> _Lesetext_
───
5 Nach Art. 130 Abs. 1 Z 2 B-VG erkennen die Verwaltungsgerichte über Beschwerden gegen die Ausübung unmittelbarer verwaltungsbehördlicher Befehls- und Zwangsgewalt. Eine Ausübung unmittelbarer verwaltungsbehördlicher Befehls- und Zwangsgewalt liegt dann vor, wenn ein Verwaltungsorgan im Rahmen der Hoheitsverwaltung einseitig gegen einen individuell bestimmten Adressaten einen Befehl erteilt oder Zwang ausübt und damit unmittelbar - d.h. ohne vorangegangenen Bescheid - in subjektive Rechte des Betroffenen eingreift. Das ist im Allgemeinen dann der Fall, wenn physischer Zwang ausgeübt wird oder die unmittelbare Ausübung physischen Zwangs bei Nichtbefolgung eines Befehls droht. Es muss ein Verhalten vorliegen, das als Ausübung von "Zwangsgewalt", zumindest aber als - spezifisch verstandene - Ausübung von "Befehlsgewalt" gedeutet werden kann. Als unverzichtbares Merkmal eines Verwaltungsakts in der Form eines Befehls gilt, dass dem Befehlsadressaten eine bei Nichtbefolgung unverzüglich einsetzende physische Sanktion angedroht wird. Liegt kein ausdrücklicher Befolgungsanspruch vor, so kommt es darauf an, ob bei objektiver Betrachtungsweise aus dem Blickwinkel des Betroffenen bei Beurteilung des behördlichen Vorgehens in seiner Gesamtheit der Eindruck entstehen musste, dass bei Nichtbefolgung der behördlichen Anordnung mit ihrer unmittelbaren zwangsweisen Durchsetzung zu rechnen ist (vgl. etwa VwGH 18.10.2017, Ra 2017/02/0041 m.w.H.). Rechtswidrig sind solche Akte, wenn sie entweder ohne gesetzliche Ermächtigung gesetzt werden oder wenn die gesetzliche Ermächtigung überschritten (missbraucht) wird (vgl. u.a. VwGH 6.7.2010, 2009/05/0231 m.w.H.).

6 Der hier maßgebliche § 97 Abs. 5 StVO lautet wie folgt:

"(5) Die Organe der Straßenaufsicht sind berechtigt, durch deutlich sichtbare oder hörbare Zeichen Fahrzeuglenker zwecks Lenker- oder Fahrzeugkontrolle, zwecks anderer, den Fahrzeuglenker oder eine beförderte Person betreffende Amtshandlungen oder zwecks Durchführung von Verkehrserhebungen (wie Verkehrszählungen u. dgl.) zum Anhalten aufzufordern. Der Fahrzeuglenker hat der Aufforderung Folge zu leisten. Bei solchen Amtshandlungen sind die Organe der Straßenaufsicht auch berechtigt, die aus Gründen der Verkehrssicherheit allenfalls notwendigen Verkehrsbeschränkungen (zB sogenannte Geschwindigkeitstrichter) anzuordnen und durch Straßenverkehrszeichen kundzumachen sowie eine allenfalls notwendige Regelung mit Lichtzeichen vorzunehmen. Art, Zeit und Dauer der angeordneten Verkehrsbeschränkungen sind in einem Aktenvermerk (§ 16 AVG) festzuhalten."
───
> _Aufgaben_
1. Nennen Sie anhand des Lesetexts in ein bis drei Sätzen die Zwecke, zu denen Organe der Straßenaufsicht Fahrzeuglenker nach § 97 Abs. 5 StVO zum Anhalten auffordern dürfen.
2. Führen Sie den Lesetext über Befehls- und Zwangsgewalt und § 97 Abs. 5 StVO im Anschluss an den zitierten Gesetzeswortlaut fort.
Die Daten stammen aus einer anderen Quelle.

Einträge zur Position von Bildobjekten
───
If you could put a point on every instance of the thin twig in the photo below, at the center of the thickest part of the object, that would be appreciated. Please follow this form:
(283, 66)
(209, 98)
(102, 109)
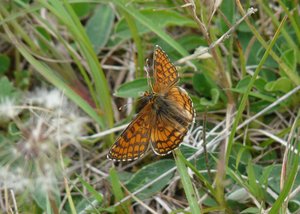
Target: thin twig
(212, 143)
(220, 40)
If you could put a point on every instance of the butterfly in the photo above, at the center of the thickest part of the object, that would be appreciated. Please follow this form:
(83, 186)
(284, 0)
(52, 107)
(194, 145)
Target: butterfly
(163, 121)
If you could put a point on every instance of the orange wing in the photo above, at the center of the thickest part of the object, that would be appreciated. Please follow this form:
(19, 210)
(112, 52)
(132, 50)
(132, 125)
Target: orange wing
(182, 105)
(166, 135)
(165, 73)
(134, 140)
(170, 129)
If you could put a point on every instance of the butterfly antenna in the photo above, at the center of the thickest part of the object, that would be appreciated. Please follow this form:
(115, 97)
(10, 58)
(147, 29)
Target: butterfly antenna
(147, 68)
(125, 106)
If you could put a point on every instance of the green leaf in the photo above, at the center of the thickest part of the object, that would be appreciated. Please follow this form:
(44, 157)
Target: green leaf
(135, 88)
(4, 63)
(7, 89)
(251, 210)
(162, 18)
(97, 195)
(282, 84)
(201, 84)
(99, 26)
(215, 94)
(147, 174)
(289, 57)
(82, 9)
───
> _Lösungen_
1. Sie dürfen Fahrzeuglenker zur Lenker- oder Fahrzeugkontrolle zum Anhalten auffordern. Das gilt auch für andere Amtshandlungen, die den Fahrzeuglenker oder eine beförderte Person betreffen. Ein weiterer Zweck ist die Durchführung von Verkehrserhebungen wie Verkehrszählungen.

2.
7 Im vorliegenden Fall steht unbestritten fest, dass der Polizeibeamte Insp. R. dem Mitbeteiligten nachfuhr, ihn mehrmals erfolglos zum Anhalten aufforderte und den Mitbeteiligten sodann überholte, um ihm den Weg abzusperren und den Mitbeteiligten zum Anhalten zu zwingen. Diese Vorgangsweise ist als Akt unmittelbarer verwaltungsbehördlicher Befehls- und Zwangsgewalt zu qualifizieren (vgl. VfGH 26.2.1981, B 213/79; 23.11.1984, B 560/78). Dass der Überholvorgang unstrittig nicht beendet werden konnte, stellt entgegen der in der Revision dargelegten Ansicht keine lediglich "drohende, erst allenfalls zu einem späteren Zeitpunkt zu setzende Maßnahme" dar. Bereits der versuchte, jedoch aufgrund des Unfalles nicht beendete Überholvorgang mit dem Ziel, den Mitbeteiligten zum Anhalten zu zwingen, kann als Maßnahme angesehen werden (vgl. hierzu etwa VwGH 22.4.2015, Ra 2014/04/0046 betreffend eine versuchte Ausführung von Software-Programmen und VwGH 23.7.1999, 99/02/0021 betreffend eine versuchte Abschiebung).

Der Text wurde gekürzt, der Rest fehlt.